Work request: Spot each line in the data below containing "green" and copy it.

Raw data:
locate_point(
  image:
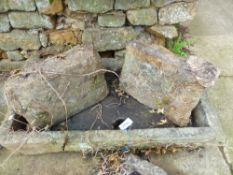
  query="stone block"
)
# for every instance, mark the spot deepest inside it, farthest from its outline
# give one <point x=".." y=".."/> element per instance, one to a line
<point x="93" y="6"/>
<point x="45" y="7"/>
<point x="14" y="55"/>
<point x="177" y="12"/>
<point x="21" y="5"/>
<point x="109" y="39"/>
<point x="64" y="37"/>
<point x="30" y="20"/>
<point x="167" y="31"/>
<point x="57" y="87"/>
<point x="146" y="16"/>
<point x="4" y="23"/>
<point x="116" y="19"/>
<point x="159" y="79"/>
<point x="131" y="4"/>
<point x="161" y="3"/>
<point x="19" y="39"/>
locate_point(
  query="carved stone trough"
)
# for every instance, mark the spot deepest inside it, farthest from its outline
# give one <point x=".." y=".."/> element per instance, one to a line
<point x="206" y="130"/>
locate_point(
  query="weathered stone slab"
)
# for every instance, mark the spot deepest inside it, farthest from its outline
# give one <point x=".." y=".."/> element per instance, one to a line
<point x="157" y="78"/>
<point x="93" y="6"/>
<point x="161" y="3"/>
<point x="208" y="161"/>
<point x="30" y="20"/>
<point x="4" y="6"/>
<point x="45" y="7"/>
<point x="167" y="31"/>
<point x="66" y="36"/>
<point x="131" y="4"/>
<point x="146" y="16"/>
<point x="7" y="65"/>
<point x="43" y="38"/>
<point x="71" y="22"/>
<point x="19" y="39"/>
<point x="109" y="39"/>
<point x="116" y="19"/>
<point x="57" y="87"/>
<point x="23" y="5"/>
<point x="177" y="12"/>
<point x="113" y="64"/>
<point x="4" y="23"/>
<point x="3" y="104"/>
<point x="14" y="55"/>
<point x="134" y="164"/>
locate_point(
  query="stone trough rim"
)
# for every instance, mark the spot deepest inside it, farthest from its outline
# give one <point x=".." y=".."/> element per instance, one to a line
<point x="95" y="140"/>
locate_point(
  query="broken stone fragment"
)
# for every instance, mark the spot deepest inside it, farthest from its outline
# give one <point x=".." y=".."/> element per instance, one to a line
<point x="14" y="55"/>
<point x="205" y="72"/>
<point x="116" y="19"/>
<point x="3" y="103"/>
<point x="51" y="90"/>
<point x="167" y="31"/>
<point x="134" y="164"/>
<point x="43" y="39"/>
<point x="22" y="5"/>
<point x="113" y="64"/>
<point x="64" y="37"/>
<point x="7" y="65"/>
<point x="19" y="39"/>
<point x="161" y="3"/>
<point x="93" y="6"/>
<point x="4" y="23"/>
<point x="146" y="16"/>
<point x="45" y="7"/>
<point x="131" y="4"/>
<point x="30" y="20"/>
<point x="159" y="79"/>
<point x="110" y="38"/>
<point x="177" y="12"/>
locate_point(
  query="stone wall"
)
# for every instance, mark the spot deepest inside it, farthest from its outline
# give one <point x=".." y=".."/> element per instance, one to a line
<point x="37" y="29"/>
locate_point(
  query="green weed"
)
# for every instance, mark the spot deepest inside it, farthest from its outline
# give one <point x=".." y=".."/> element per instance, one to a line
<point x="181" y="44"/>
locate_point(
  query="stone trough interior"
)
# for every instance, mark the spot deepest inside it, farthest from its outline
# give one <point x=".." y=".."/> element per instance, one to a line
<point x="111" y="112"/>
<point x="61" y="59"/>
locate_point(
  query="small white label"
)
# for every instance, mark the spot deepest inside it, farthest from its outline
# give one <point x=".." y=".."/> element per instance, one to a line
<point x="126" y="124"/>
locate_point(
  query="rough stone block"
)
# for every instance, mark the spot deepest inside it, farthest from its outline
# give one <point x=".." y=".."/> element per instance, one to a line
<point x="116" y="19"/>
<point x="4" y="23"/>
<point x="161" y="3"/>
<point x="14" y="55"/>
<point x="43" y="39"/>
<point x="157" y="78"/>
<point x="147" y="16"/>
<point x="134" y="164"/>
<point x="4" y="6"/>
<point x="49" y="9"/>
<point x="93" y="6"/>
<point x="177" y="12"/>
<point x="30" y="20"/>
<point x="3" y="104"/>
<point x="49" y="91"/>
<point x="131" y="4"/>
<point x="66" y="36"/>
<point x="19" y="39"/>
<point x="109" y="39"/>
<point x="113" y="64"/>
<point x="167" y="31"/>
<point x="23" y="5"/>
<point x="7" y="65"/>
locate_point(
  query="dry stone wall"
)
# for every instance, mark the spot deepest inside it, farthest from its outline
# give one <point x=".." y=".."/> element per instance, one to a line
<point x="39" y="28"/>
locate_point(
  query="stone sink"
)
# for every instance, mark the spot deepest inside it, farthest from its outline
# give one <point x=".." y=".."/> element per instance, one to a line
<point x="206" y="131"/>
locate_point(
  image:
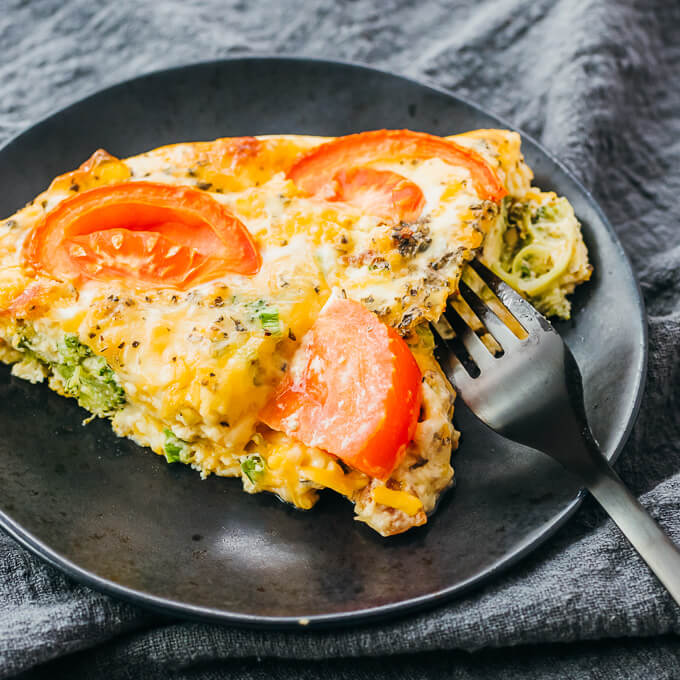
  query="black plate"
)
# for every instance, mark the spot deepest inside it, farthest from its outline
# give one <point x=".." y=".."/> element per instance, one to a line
<point x="122" y="520"/>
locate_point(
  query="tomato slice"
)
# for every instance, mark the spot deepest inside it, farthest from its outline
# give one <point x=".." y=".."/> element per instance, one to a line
<point x="317" y="168"/>
<point x="353" y="389"/>
<point x="379" y="192"/>
<point x="154" y="233"/>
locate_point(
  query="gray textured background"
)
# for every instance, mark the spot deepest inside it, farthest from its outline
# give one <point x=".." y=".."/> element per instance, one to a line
<point x="598" y="82"/>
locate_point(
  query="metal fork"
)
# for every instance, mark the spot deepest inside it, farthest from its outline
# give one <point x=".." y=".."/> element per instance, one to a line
<point x="523" y="382"/>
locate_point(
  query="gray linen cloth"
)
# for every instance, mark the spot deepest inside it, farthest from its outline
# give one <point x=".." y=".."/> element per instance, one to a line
<point x="598" y="82"/>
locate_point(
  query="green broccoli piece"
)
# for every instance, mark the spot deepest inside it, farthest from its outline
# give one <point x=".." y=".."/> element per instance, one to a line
<point x="253" y="467"/>
<point x="88" y="378"/>
<point x="176" y="450"/>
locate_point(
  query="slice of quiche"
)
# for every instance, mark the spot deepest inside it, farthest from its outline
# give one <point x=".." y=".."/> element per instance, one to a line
<point x="260" y="307"/>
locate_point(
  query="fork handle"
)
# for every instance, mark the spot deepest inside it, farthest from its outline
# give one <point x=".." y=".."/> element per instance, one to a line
<point x="653" y="545"/>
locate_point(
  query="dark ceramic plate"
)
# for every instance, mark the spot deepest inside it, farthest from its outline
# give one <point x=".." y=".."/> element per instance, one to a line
<point x="122" y="520"/>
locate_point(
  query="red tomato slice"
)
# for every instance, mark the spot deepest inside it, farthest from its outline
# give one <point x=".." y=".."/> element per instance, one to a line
<point x="353" y="389"/>
<point x="318" y="167"/>
<point x="379" y="192"/>
<point x="154" y="233"/>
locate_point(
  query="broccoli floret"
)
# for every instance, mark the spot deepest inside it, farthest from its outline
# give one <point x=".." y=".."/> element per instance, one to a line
<point x="176" y="450"/>
<point x="88" y="378"/>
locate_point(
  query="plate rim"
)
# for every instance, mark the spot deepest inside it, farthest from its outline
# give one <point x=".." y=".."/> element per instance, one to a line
<point x="170" y="606"/>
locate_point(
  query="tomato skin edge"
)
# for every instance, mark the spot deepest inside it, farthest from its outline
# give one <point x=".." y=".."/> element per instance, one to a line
<point x="301" y="402"/>
<point x="316" y="167"/>
<point x="43" y="248"/>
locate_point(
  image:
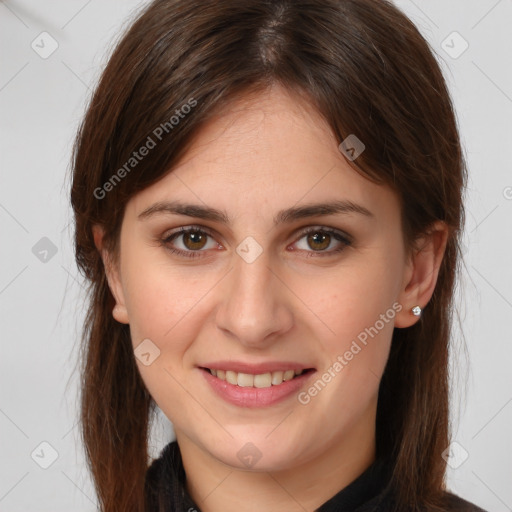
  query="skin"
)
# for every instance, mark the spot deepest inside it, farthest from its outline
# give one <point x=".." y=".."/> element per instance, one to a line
<point x="265" y="154"/>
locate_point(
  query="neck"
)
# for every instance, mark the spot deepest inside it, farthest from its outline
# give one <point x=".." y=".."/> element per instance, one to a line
<point x="217" y="487"/>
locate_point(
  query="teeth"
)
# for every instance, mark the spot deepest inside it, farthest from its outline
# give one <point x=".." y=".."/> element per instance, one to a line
<point x="262" y="380"/>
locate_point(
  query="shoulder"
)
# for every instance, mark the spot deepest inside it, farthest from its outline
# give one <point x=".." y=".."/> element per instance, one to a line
<point x="457" y="504"/>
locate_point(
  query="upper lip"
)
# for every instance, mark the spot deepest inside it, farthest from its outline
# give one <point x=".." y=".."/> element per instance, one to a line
<point x="255" y="369"/>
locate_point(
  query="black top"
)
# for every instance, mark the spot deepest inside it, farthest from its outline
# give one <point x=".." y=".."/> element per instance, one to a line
<point x="370" y="492"/>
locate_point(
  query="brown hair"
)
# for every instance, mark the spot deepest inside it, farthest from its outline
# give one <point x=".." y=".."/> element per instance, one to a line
<point x="368" y="71"/>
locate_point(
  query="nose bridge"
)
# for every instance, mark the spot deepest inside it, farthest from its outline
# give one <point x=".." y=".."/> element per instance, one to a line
<point x="253" y="308"/>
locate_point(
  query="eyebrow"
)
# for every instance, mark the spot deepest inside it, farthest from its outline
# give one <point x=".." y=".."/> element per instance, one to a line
<point x="283" y="216"/>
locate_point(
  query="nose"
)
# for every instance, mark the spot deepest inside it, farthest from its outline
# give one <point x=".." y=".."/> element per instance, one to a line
<point x="255" y="308"/>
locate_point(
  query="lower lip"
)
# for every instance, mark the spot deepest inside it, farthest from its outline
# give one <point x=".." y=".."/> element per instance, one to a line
<point x="255" y="397"/>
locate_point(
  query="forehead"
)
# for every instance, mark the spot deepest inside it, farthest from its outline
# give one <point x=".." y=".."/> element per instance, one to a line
<point x="271" y="150"/>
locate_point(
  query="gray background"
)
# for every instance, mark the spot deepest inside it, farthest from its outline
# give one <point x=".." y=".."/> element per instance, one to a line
<point x="41" y="295"/>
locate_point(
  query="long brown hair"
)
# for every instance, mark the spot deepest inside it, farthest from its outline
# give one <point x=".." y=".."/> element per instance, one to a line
<point x="367" y="70"/>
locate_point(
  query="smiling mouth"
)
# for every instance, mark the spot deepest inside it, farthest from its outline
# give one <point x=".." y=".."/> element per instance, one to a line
<point x="262" y="380"/>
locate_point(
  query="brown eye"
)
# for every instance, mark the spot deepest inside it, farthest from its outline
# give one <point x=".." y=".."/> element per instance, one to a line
<point x="319" y="241"/>
<point x="194" y="240"/>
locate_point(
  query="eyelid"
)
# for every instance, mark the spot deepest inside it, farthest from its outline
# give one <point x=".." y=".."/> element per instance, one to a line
<point x="344" y="238"/>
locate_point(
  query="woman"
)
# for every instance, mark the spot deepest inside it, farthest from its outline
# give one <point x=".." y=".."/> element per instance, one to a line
<point x="268" y="203"/>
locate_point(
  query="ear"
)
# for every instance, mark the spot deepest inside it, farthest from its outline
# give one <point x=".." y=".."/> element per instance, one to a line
<point x="119" y="312"/>
<point x="421" y="272"/>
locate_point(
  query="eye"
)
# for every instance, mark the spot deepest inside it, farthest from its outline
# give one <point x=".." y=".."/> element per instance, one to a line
<point x="190" y="241"/>
<point x="319" y="240"/>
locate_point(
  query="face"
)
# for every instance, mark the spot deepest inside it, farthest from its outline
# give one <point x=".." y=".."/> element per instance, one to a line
<point x="255" y="280"/>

Completed exercise:
  query="green weed"
  query="green broccoli piece"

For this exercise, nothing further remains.